Render all the rows below as a numbered list, leaving out any blank lines.

Stored data
#####

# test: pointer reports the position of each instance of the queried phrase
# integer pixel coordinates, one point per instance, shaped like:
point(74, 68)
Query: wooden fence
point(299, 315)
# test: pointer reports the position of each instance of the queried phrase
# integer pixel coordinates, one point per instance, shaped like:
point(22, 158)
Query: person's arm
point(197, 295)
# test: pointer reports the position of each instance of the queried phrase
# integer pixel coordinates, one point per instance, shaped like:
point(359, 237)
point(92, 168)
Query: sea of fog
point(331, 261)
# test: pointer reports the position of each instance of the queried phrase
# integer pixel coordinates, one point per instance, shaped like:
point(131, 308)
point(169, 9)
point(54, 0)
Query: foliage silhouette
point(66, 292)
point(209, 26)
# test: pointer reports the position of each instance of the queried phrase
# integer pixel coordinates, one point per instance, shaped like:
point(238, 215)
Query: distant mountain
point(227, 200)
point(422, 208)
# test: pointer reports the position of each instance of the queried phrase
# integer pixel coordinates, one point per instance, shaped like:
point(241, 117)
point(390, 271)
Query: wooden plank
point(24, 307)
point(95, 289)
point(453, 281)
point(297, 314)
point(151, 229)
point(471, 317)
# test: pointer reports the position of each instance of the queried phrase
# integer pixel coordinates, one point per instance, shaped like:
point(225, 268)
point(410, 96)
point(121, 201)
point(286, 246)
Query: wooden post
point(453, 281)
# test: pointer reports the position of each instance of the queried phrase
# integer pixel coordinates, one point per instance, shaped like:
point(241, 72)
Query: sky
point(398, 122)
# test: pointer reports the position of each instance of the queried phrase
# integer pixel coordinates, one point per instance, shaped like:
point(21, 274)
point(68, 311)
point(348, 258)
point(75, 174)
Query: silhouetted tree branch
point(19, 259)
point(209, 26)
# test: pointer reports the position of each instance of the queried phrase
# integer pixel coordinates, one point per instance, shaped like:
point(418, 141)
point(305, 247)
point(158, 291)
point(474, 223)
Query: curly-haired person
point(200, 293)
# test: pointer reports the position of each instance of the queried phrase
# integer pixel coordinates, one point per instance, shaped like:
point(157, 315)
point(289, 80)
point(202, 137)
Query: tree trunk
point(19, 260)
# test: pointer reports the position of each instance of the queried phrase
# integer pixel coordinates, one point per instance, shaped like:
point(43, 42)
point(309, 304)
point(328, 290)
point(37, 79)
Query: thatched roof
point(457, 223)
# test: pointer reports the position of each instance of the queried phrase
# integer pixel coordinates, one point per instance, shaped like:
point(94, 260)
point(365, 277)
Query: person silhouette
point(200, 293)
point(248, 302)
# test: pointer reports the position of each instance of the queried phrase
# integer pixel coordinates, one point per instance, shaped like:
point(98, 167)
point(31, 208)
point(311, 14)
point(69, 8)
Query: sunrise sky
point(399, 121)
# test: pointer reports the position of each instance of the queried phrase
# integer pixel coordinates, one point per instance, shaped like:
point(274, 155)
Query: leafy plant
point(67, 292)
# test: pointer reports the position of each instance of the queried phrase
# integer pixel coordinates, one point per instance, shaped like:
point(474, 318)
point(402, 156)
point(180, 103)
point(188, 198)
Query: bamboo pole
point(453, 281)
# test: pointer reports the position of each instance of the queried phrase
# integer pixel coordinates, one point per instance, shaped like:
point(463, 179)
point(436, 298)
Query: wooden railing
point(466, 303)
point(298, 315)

#####

RESULT OF THIS EXERCISE
1. # test: pointer reports the position of each instance of the queried phrase
2. # integer pixel coordinates, one point per instance, shaped like:
3. point(74, 68)
4. Query: wooden fence
5. point(299, 315)
6. # test: pointer reports the position of each instance of the queried phrase
7. # integer pixel coordinates, one point per instance, shaped like:
8. point(22, 158)
9. Query: person's arm
10. point(197, 295)
11. # test: pointer reports the position of each instance of the queried phrase
12. # integer pixel coordinates, one point per instance, shaped like:
13. point(359, 237)
14. point(92, 168)
15. Query: sea of fog
16. point(331, 261)
17. # test: pointer reports the position of each instance of the queried phrase
18. # integer pixel coordinates, one point per instance, shaped like:
19. point(131, 308)
20. point(169, 9)
21. point(54, 0)
22. Query: foliage silhouette
23. point(66, 292)
24. point(209, 26)
25. # test: pointer reports the position of each instance of the queried phrase
26. # integer pixel coordinates, one point per instance, shaped like:
27. point(238, 215)
28. Query: distant mountain
29. point(227, 200)
30. point(422, 208)
31. # test: pointer reports the position of each instance of the queried phrase
32. # integer pixel coordinates, one point per instance, shaped like:
33. point(241, 117)
34. point(390, 271)
35. Query: wooden plank
36. point(24, 307)
37. point(95, 289)
38. point(453, 281)
39. point(297, 314)
40. point(151, 229)
41. point(471, 317)
42. # test: pointer reports the position of each instance of the queried phrase
43. # integer pixel coordinates, one point per instance, shaped like:
44. point(225, 268)
45. point(410, 96)
46. point(121, 201)
47. point(286, 246)
48. Query: wooden post
49. point(453, 281)
50. # test: pointer reports the position of each instance of the queried phrase
51. # integer pixel coordinates, one point per instance, shaped like:
52. point(241, 72)
53. Query: sky
54. point(398, 122)
55. # test: pointer reports the position of each instance of the queried phrase
56. # integer pixel coordinates, one point per instance, shaped like:
57. point(21, 274)
58. point(68, 311)
59. point(348, 258)
60. point(75, 174)
61. Query: silhouetted tree branch
62. point(19, 259)
63. point(209, 26)
64. # test: pointer reports the position of each instance of the queried phrase
65. # integer pixel coordinates, one point per instance, shaped like:
66. point(418, 141)
67. point(305, 247)
68. point(158, 291)
69. point(474, 223)
70. Query: curly-haired person
71. point(200, 293)
72. # test: pointer reports the position of each instance of the queried phrase
73. # integer pixel coordinates, one point per instance, shaped like:
74. point(157, 315)
75. point(289, 80)
76. point(202, 137)
77. Query: tree trunk
78. point(19, 260)
79. # test: pointer reports the position of each instance of the queried phrase
80. # integer pixel coordinates, one point per instance, shaped like:
81. point(43, 42)
82. point(309, 304)
83. point(328, 290)
84. point(37, 79)
85. Query: thatched roof
86. point(457, 223)
87. # test: pointer reports the position of each instance of the queried phrase
88. # integer pixel coordinates, one point per instance, shaped like:
89. point(94, 260)
90. point(365, 277)
91. Query: person silhouette
92. point(200, 293)
93. point(248, 302)
94. # test: pointer reports the position of each instance of the queried phrase
95. # integer pixel coordinates, one point per instance, shaped like:
96. point(98, 167)
97. point(31, 208)
98. point(311, 14)
99. point(69, 8)
100. Query: sunrise sky
101. point(399, 121)
102. # test: pointer reports the position of each instance of the queried phrase
103. # integer pixel coordinates, one point per instance, shaped like:
104. point(274, 155)
105. Query: leafy plant
106. point(67, 292)
107. # test: pointer reports the position of each instance of the queried phrase
108. # integer pixel coordinates, one point per instance, shaped like:
109. point(474, 318)
110. point(402, 156)
111. point(180, 103)
112. point(188, 198)
113. Query: bamboo pole
114. point(453, 281)
115. # test: pointer reports the position of each instance of the queried phrase
116. # integer pixel coordinates, one point per instance, shaped like:
117. point(463, 179)
118. point(436, 298)
119. Query: wooden railing
120. point(466, 303)
121. point(298, 315)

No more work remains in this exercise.